• What you have to do: Reproduce the listing below without alteration, starting at its first line and ending after the line that contains "[[293,2],[176,1],[1,3],[0,175],[293,175]]".

• Source data:
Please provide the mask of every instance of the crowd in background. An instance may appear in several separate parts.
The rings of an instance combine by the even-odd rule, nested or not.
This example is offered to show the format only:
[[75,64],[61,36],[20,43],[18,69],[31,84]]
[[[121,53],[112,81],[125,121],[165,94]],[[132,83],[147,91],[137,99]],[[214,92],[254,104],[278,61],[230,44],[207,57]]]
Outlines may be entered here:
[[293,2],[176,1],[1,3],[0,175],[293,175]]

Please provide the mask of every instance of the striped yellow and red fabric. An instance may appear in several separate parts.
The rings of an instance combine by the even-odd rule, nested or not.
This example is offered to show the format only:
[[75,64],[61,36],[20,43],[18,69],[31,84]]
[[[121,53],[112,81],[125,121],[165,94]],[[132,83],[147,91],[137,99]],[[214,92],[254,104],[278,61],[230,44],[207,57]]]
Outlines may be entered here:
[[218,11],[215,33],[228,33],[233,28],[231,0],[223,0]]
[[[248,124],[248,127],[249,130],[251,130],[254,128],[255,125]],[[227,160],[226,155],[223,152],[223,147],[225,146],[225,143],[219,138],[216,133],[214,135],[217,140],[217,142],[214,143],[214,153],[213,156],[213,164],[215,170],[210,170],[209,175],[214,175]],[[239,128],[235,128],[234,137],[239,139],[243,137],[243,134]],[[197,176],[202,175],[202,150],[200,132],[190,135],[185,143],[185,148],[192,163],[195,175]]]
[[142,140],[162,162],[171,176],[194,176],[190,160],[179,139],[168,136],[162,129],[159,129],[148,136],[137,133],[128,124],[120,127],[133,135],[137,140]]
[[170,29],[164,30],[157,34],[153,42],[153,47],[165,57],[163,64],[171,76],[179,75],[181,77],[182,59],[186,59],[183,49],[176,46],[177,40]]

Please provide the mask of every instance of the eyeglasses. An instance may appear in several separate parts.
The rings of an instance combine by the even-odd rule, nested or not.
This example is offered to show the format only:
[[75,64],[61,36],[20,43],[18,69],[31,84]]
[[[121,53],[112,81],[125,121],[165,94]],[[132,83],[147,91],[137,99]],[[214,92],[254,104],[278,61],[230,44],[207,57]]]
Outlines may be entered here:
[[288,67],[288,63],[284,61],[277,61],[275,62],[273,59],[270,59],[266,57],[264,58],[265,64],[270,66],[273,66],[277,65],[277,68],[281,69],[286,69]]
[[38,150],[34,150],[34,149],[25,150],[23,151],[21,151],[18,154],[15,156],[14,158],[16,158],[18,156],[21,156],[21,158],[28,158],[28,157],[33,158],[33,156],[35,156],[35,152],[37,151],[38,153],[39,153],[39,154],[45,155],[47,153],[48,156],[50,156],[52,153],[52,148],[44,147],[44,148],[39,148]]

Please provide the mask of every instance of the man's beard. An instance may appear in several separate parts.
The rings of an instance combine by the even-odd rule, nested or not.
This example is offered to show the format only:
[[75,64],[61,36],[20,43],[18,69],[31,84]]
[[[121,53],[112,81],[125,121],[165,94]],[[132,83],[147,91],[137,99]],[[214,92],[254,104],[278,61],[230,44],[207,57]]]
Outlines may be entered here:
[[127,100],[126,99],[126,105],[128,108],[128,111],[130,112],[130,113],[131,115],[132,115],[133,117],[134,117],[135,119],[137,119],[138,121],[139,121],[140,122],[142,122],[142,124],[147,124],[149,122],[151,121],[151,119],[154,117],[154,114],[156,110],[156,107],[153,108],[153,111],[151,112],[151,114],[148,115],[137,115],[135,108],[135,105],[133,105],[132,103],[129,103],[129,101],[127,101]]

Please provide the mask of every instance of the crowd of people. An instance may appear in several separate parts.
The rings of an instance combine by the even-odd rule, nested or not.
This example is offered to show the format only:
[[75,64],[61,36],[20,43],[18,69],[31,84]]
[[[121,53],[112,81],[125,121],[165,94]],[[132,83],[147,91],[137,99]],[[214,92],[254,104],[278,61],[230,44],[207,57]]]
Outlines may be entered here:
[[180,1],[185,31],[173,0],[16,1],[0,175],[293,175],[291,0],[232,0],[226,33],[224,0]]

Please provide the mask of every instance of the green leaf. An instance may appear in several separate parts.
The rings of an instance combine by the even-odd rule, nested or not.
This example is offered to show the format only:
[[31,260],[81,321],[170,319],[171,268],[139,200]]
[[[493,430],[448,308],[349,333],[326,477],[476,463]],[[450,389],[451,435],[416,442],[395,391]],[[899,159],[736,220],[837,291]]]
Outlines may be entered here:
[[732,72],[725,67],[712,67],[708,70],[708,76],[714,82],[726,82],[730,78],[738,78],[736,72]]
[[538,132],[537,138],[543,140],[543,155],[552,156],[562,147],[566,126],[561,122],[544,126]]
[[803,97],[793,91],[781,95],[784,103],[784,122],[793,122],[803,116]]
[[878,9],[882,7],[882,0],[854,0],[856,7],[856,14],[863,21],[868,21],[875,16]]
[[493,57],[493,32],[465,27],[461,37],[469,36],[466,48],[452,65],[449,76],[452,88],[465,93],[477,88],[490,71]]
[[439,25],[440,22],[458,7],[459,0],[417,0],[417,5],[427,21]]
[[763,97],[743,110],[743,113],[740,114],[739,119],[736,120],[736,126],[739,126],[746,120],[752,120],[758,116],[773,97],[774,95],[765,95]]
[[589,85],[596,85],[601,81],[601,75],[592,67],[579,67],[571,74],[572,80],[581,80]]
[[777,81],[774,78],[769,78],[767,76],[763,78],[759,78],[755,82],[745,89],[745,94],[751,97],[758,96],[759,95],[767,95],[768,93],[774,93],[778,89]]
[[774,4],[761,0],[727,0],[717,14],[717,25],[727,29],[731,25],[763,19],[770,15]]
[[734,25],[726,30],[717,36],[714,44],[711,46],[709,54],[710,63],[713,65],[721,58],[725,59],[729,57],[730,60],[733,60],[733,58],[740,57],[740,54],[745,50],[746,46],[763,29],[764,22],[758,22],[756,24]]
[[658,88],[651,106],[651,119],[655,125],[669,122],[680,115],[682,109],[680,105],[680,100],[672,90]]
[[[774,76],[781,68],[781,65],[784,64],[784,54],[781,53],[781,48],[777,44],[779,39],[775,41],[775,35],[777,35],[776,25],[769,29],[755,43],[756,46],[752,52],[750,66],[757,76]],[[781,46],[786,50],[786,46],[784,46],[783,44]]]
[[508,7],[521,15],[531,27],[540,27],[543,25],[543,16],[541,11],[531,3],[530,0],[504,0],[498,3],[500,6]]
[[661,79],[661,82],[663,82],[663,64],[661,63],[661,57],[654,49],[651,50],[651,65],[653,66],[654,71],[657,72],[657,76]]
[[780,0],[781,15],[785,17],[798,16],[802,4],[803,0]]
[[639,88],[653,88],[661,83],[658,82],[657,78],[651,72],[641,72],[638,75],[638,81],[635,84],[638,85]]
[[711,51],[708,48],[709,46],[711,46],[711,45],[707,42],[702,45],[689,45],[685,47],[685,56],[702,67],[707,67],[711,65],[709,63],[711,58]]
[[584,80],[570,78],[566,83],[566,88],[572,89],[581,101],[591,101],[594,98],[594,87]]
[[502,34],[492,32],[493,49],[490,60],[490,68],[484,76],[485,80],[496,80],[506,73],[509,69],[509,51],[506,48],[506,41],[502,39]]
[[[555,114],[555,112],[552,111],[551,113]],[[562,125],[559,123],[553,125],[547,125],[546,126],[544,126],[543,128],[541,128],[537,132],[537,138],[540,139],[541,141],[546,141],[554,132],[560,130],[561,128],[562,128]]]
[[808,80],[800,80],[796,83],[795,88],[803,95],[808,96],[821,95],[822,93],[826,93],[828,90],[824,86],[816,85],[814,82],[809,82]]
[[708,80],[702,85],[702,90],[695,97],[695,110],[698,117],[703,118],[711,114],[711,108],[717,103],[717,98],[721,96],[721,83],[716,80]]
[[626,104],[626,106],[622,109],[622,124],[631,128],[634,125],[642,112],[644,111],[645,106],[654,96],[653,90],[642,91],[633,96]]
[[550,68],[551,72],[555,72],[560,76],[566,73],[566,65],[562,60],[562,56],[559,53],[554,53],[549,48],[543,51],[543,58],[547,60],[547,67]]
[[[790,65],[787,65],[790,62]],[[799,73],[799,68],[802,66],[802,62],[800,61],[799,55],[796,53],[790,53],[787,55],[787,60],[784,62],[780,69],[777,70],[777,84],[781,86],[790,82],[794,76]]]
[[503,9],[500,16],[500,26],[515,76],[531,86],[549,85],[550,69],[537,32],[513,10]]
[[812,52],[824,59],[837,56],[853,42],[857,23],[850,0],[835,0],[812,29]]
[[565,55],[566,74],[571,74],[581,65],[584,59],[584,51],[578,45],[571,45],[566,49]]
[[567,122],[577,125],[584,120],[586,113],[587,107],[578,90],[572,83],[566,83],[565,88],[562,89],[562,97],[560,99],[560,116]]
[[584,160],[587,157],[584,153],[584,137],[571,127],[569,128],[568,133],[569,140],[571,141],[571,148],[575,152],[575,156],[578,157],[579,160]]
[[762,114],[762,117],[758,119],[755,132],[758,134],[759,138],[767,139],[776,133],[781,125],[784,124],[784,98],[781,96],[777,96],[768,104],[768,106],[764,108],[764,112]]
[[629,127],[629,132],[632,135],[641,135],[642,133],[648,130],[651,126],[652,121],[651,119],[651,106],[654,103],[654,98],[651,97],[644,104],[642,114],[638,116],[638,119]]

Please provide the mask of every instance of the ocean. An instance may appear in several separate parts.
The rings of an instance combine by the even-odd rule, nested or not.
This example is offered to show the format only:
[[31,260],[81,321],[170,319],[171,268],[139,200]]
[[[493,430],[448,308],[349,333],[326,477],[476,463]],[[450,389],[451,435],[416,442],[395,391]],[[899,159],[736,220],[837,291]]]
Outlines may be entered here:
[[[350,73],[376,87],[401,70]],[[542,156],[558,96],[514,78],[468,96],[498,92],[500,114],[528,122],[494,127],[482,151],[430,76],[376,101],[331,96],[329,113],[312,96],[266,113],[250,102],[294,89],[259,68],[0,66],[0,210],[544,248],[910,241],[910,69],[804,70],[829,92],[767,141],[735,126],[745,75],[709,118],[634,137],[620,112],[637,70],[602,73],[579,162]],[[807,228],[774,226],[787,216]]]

• Answer below:
Please provide the mask of every instance of the crowd in background. An instance may appear in several separate parts.
The rings of an instance combine by the even-odd rule, nested or not.
This example is offered to show the format only:
[[75,64],[61,36],[20,43],[18,69],[31,84]]
[[[121,53],[112,81],[125,121],[165,94]],[[132,83],[147,91],[137,99]],[[214,92],[254,104],[278,61],[230,44],[207,57]]]
Outlines may be entered here:
[[293,2],[176,1],[1,3],[0,175],[293,175]]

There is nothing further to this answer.